SET EXERCISE: Render the lines below as a numbered list, omitting any blank lines.

DATASET RECORDS:
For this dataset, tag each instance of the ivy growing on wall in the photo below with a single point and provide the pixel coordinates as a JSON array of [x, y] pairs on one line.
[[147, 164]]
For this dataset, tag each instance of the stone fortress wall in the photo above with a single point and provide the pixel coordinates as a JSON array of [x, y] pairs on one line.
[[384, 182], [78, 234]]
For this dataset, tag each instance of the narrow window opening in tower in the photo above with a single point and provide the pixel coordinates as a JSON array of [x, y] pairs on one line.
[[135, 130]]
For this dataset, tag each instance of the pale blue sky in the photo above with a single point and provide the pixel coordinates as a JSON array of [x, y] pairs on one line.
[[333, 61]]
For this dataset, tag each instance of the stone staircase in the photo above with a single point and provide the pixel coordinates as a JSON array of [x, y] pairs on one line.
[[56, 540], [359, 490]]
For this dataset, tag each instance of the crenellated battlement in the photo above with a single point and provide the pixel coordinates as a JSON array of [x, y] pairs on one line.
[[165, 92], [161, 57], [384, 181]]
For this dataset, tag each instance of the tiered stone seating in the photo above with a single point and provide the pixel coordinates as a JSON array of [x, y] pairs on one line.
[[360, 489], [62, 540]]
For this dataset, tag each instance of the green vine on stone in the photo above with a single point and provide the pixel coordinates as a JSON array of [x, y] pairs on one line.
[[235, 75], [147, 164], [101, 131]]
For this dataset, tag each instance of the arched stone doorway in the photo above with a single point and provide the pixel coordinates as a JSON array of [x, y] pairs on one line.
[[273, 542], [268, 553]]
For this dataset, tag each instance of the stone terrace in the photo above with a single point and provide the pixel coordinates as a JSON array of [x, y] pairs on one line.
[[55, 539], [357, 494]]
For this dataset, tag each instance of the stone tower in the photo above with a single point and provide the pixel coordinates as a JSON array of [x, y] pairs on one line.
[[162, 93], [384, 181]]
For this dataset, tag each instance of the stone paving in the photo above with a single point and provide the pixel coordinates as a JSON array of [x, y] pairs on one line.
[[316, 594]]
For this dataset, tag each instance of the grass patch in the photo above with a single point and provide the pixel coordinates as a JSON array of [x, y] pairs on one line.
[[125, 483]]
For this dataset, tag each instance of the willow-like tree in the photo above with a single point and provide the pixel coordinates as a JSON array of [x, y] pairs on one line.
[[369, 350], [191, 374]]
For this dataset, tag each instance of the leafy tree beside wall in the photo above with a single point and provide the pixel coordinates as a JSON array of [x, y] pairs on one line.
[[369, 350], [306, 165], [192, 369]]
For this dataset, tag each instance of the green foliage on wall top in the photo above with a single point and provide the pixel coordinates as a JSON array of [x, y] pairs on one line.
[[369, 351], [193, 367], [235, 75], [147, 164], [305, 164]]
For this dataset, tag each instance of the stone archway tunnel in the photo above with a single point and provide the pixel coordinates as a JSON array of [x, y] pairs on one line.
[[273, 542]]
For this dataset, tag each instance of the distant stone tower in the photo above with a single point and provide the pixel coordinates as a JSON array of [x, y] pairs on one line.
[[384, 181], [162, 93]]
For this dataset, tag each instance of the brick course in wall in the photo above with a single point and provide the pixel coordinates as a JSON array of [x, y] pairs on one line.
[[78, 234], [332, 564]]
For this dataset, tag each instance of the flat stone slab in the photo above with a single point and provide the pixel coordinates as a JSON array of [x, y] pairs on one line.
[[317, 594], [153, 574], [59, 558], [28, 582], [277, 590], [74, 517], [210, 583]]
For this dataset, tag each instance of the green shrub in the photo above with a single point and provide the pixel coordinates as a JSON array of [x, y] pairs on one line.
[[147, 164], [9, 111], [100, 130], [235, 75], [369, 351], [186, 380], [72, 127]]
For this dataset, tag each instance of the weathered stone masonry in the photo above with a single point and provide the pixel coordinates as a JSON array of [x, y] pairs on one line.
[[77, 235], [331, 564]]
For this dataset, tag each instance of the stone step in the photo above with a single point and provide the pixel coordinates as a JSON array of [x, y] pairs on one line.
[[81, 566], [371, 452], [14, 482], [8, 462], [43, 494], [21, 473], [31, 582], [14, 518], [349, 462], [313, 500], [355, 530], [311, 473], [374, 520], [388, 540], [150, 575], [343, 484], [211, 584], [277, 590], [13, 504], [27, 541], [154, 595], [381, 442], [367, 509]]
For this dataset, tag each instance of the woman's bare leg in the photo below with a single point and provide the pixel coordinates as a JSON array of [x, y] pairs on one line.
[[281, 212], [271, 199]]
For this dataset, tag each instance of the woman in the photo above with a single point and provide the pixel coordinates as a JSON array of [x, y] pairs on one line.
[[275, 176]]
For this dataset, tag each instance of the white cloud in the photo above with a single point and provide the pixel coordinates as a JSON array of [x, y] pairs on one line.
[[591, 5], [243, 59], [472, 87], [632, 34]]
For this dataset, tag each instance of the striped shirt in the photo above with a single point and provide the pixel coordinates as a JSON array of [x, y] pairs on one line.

TASK RESPONSE:
1. For this dataset, tag each instance of the ivy growing on wall in the photo below with a single point and provide the pixel coordinates as a JSON array of [x, y] pairs on one line.
2. [[147, 164]]
3. For this dataset, tag each instance of the stone fortress wall in the photo above with a single point and provide the pixel coordinates as a JSON array of [x, y] pairs on one line.
4. [[384, 182], [78, 234]]
5. For this dataset, tag each instance of the narrow window opening in tower in the photo above with a single point and provide the pixel coordinates as a JSON array of [x, y] pairs on one line.
6. [[135, 130]]
7. For this dataset, tag each instance of the pale blue sky in the photo above with a single point and provide the pixel coordinates as a JSON array of [x, y] pairs on one line.
8. [[333, 61]]
9. For this dataset, tag each instance of the stone staircase in the photo above with a single point and provide the pixel coordinates as a JSON array of [x, y] pairs on one line.
10. [[56, 540], [359, 490]]
11. For this dataset, tag each instance of the crenellated battlement in the photo above with a single point and provide the pixel coordinates as a JSON array of [x, y] pairs on one line.
12. [[165, 92], [161, 57], [384, 181]]
13. For this dataset, tag each instance of the tiered stone seating in the photo above with a single point and provide the pixel coordinates as a JSON array of [x, y] pairs on one line.
14. [[360, 489], [62, 540]]
15. For this dataset, tag each instance of the green vine on stone in the photo above with a single point and provide the pixel coordinates as a JSON array of [x, y] pairs on one line.
16. [[235, 75], [147, 164], [101, 131]]
17. For this dataset, tag each instance of the arched stone doorway in the photo above with a single point and provide the pixel coordinates as a JSON array of [x, y] pairs on one line.
18. [[273, 542], [268, 553]]
19. For this dataset, tag each instance of the stone terrace in the photo above with a single point and provide the pixel coordinates as a JSON array of [x, y] pairs on one line.
20. [[55, 539], [357, 494]]
21. For this dataset, tag each instance of the stone tower in the photo above with a single point and provide the pixel coordinates as a JSON array of [x, y] pairs on one line.
22. [[162, 93], [384, 181]]
23. For this dataset, tag each instance of the stone paving in the photo above with a single point and provide the pixel coordinates as a JSON array of [x, y] pairs on one line.
24. [[316, 594]]
25. For this dataset, tag each instance of the grass patch in the photo above with a single point and provide the pixel coordinates as a JSON array of [x, y] pairs on one line.
26. [[125, 483]]
27. For this dataset, tag each instance of the willow-like tree in the photo above with a single point and provide the pixel coordinates as a JSON array of [x, y] pairs on one line.
28. [[369, 350], [191, 374]]
29. For this dataset, tag each instance of the leafy tree beside wall in the photo above with a single point and provide the pixel coordinates as a JSON array of [x, y] pairs on one line.
30. [[369, 350], [306, 165], [192, 369]]
31. For this dataset, tag each instance of the green foliage on wall top in the photo above with a single point and provide the pixel coordinates as a JSON array of [x, y] pairs on one line.
32. [[369, 351], [193, 367], [235, 75], [147, 164], [305, 164]]
33. For this dataset, tag each instance of the stone archway tunnel in the photo above with a single point and provide the pixel coordinates as a JSON array of [x, y] pairs on one line.
34. [[273, 542]]
35. For this dataset, tag each instance of the distant stone tower in the photo above with a single point and provide the pixel coordinates as a JSON array of [x, y] pairs on one line.
36. [[384, 181], [162, 93]]
37. For this dataset, tag each instance of the brick course in wall in the photo above with a single point and provide the pixel coordinates as a JSON array of [x, y] pairs on one line.
38. [[78, 234], [332, 564]]
39. For this dataset, tag each instance of the flat stone slab in the photo above with a single point and provide the pixel coordinates as a JSON array of [x, y] pairs on one line.
40. [[317, 594], [153, 574], [59, 558], [28, 582], [277, 590], [74, 517], [210, 583]]
41. For this dataset, tag each instance of the green shrub in the photo above with a single point and provide the pixel coordinates as a JSON array of [x, y] pairs on one line.
42. [[147, 164], [9, 111], [100, 130], [235, 75], [369, 351], [186, 380], [72, 127]]
43. For this dataset, tag each instance of the weathered stone masonry in the photo above with a single point and provide the pixel coordinates as a JSON array of [x, y] pairs on one line.
44. [[77, 235], [331, 564]]
45. For this dataset, tag each instance of the stone step in the photo above with a single point and provide the pixel coordinates as a JSON array of [x, y] pairs on one line.
46. [[81, 566], [371, 452], [14, 482], [8, 462], [43, 494], [21, 473], [31, 582], [14, 518], [349, 462], [313, 500], [355, 530], [311, 473], [374, 520], [388, 540], [150, 575], [343, 484], [211, 584], [277, 590], [13, 504], [27, 541], [154, 595], [381, 442], [367, 509]]
47. For this dataset, tag each instance of the woman's bare leg in the photo below with a single point and provide the pixel coordinates as a JSON array of [x, y] pairs on one line.
48. [[281, 212], [271, 199]]
49. For this dataset, tag each instance of the woman in the photo above with a single point and provide the pixel coordinates as a JSON array of [x, y] pairs on one line.
50. [[275, 176]]
51. For this dataset, tag each instance of the white cloud in the photo above with a single point and provide the pixel coordinates as a JSON array of [x, y] pairs on one line.
52. [[591, 5], [243, 59], [472, 87], [632, 34]]
53. For this dataset, tag each instance of the striped shirt in the photo above with a single point and provide the pixel coordinates as a JSON array of [x, y] pairs on one line.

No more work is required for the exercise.